→ Text extract:
+ + + + +

Ecologist, author, and hedgehog advocate Hugh Warwick is leading a national campaign in the United Kingdom to make “hedgehog highways” — 13 centimeter holes in the bottom of fences that allow hedgehogs to move freely among gardens — a legal requirement for new housing developments. Warwick’s Change.org petition that has garnered almost a million signatures and international attention. Photo courtesy of Hugh Warwick.

European hedgehogs are perhaps the most beloved mammal in the United Kingdom. When the BBC Wildlife Magazine ran a poll a few years back asking readers which species should be the national icon, hedgehogs triumphed. But these endearing, small, strange, slug-munching, spiky creatures — named for their pig-like noses and the hedgerows in which they thrive — are being destroyed across the country that holds them so dear. It’s estimated that Great Britain’s hedgehog population has dropped by 90 to 95 percent since the second world war. Today, there are less than 1 million.

Industrial agriculture has driven the loss of hedgerow habitat that long characterized the British countryside, while farms’ use of pesticides is wiping out the insects that hedgehogs eat. Meanwhile, housing developments are breaking up habitat into smaller and more fragmented parcels, and motor vehicles every year mow down around 100,000 hedgehogs. That’s about one hedgehog in every five nationwide. There are other, smaller threats too that add up, from drowning in uncovered swimming pools to getting caught in litter rubber-bands and fast food cups. In 2020, hedgehogs were listed as vulnerable to extinction in the next twenty years on the Red List for British Mammals. Tragically, they have a lot of company. More than 40 percent of UK species have seen their populations plummet in recent decades.

But while the future of hedgehogs remains precarious, there is grounds for hope. Across Britain, people are turning their love for these creatures into action to try to save them in significant, surprising, and delightful ways. Take the country’s hedgehog highway, for example. Hedgehogs need up to 30 hectares worth of territory — around the size of an 18-hole golf course — to forage for food and find mates, but the average U.K. garden is a tiny fraction of that size. The Hedgehog Street project was launched ten years ago in an attempt to link these habitats by asking homeowners to put 13 inch diameter holes through their garden fences to give hedgehogs the pathways they need to survive. Nearly 14,000 such holes have since been created, linking entire neighborhoods and towns.

+ + + + +

→ Information shown:
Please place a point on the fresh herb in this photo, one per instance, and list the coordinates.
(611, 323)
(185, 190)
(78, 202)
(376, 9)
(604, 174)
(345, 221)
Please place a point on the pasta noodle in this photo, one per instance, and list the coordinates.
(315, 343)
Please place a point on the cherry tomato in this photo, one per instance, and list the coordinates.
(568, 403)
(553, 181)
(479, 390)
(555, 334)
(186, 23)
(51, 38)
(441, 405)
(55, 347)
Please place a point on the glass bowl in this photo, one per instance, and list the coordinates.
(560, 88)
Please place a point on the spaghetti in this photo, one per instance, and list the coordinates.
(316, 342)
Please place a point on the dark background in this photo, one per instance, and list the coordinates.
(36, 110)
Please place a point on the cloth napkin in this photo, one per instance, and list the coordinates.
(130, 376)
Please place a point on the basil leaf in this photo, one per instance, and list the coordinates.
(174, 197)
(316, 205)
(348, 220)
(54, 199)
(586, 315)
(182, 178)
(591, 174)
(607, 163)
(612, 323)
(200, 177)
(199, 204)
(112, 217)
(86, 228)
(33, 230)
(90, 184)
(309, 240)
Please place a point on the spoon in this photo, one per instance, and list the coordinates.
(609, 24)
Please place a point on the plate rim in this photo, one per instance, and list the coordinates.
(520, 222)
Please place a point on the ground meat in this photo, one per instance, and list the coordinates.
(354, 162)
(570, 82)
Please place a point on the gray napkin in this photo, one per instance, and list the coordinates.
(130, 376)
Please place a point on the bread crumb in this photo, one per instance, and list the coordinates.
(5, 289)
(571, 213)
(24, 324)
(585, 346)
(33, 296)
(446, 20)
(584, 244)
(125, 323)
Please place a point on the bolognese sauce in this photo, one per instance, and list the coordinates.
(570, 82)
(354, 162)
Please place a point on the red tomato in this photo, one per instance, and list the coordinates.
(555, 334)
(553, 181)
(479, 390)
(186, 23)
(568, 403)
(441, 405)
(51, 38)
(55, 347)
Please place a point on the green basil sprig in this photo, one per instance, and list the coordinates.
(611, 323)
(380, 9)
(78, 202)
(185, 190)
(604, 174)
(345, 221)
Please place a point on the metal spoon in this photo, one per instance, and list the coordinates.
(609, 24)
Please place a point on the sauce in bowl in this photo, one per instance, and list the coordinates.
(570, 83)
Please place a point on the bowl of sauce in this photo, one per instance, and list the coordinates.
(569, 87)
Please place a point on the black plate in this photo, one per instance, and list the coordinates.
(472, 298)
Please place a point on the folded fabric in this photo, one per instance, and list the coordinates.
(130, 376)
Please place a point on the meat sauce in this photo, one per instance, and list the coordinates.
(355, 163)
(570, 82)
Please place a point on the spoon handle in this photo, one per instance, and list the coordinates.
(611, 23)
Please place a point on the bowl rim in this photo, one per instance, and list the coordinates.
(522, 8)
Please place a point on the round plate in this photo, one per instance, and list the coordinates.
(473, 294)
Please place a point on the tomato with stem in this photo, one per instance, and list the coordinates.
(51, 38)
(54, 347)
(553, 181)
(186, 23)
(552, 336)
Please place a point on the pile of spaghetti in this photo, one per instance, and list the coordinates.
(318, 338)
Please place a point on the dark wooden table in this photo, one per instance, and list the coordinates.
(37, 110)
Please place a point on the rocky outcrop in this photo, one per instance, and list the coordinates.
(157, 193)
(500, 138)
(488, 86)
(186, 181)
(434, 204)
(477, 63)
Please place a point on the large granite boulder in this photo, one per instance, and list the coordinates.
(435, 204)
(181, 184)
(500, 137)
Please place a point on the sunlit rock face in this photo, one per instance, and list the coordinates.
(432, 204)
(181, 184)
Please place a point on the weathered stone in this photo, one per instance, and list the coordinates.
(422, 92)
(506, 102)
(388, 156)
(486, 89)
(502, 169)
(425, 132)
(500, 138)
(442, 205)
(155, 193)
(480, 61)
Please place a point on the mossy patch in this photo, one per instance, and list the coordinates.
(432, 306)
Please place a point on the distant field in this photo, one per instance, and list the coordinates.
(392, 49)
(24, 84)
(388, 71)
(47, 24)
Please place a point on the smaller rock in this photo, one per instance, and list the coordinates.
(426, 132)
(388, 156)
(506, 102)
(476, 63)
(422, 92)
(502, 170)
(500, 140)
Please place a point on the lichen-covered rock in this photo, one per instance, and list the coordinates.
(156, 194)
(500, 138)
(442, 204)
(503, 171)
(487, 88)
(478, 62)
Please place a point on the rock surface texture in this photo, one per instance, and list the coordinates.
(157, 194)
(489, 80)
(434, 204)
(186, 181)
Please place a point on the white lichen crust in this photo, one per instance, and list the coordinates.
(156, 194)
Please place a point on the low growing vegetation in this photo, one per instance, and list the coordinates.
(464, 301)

+ + + + +

→ Task set:
**1)** According to the hedgehog text, by how much is Great Britain's hedgehog population estimated to have dropped since the second world war?
**2)** Reproduce the passage of the hedgehog text starting at "Industrial agriculture has" and ending at "in recent decades.".
**3)** Carry on the article about Britain's hedgehogs from the point where it stops.

→ The answers:
**1)** By 90 to 95 percent.

**2)**
Industrial agriculture has driven the loss of hedgerow habitat that long characterized the British countryside, while farms’ use of pesticides is wiping out the insects that hedgehogs eat. Meanwhile, housing developments are breaking up habitat into smaller and more fragmented parcels, and motor vehicles every year mow down around 100,000 hedgehogs. That’s about one hedgehog in every five nationwide. There are other, smaller threats too that add up, from drowning in uncovered swimming pools to getting caught in litter rubber-bands and fast food cups. In 2020, hedgehogs were listed as vulnerable to extinction in the next twenty years on the Red List for British Mammals. Tragically, they have a lot of company. More than 40 percent of UK species have seen their populations plummet in recent decades.

**3)**
“We live in a landscape that has been turned into a linescape,” writes Warwick in Linescapes: Remapping and Reconnecting Britain’s Fragmented Wildlife. “The hedges, ditches, roads, power lines, canals act as barriers for wildlife. We need to work with the linescapes to reconnect landscapes for wildlife. The habitat fragmentation that these barriers cause is one of the greatest threats to Britain’s wildlife.” Photo courtesy of Hugh Warwick.

This up-swelling of attention, love, and effort for hedgehogs is thanks in no small part to the contagious enthusiasm, relentless obsession, vision, and passionate career-long commitment of our guest, ecologist and hedgehog expert Hugh Warwick. Warwick has studied, celebrated, written about, and fought to protect hedgehogs and other British wildlife for more than 30 years. He is the spokesperson for the British Hedgehog Preservation Society and the author of five brilliant books on British fauna, including most recently The Hedgehog Book and Linescapes: Remapping and Reconnecting Britain’s Fragmented Wildlife, which explores the impacts of manmade lines — including hedges, roads, walls, powerlines, and canals — on the ability of wild animals to thrive.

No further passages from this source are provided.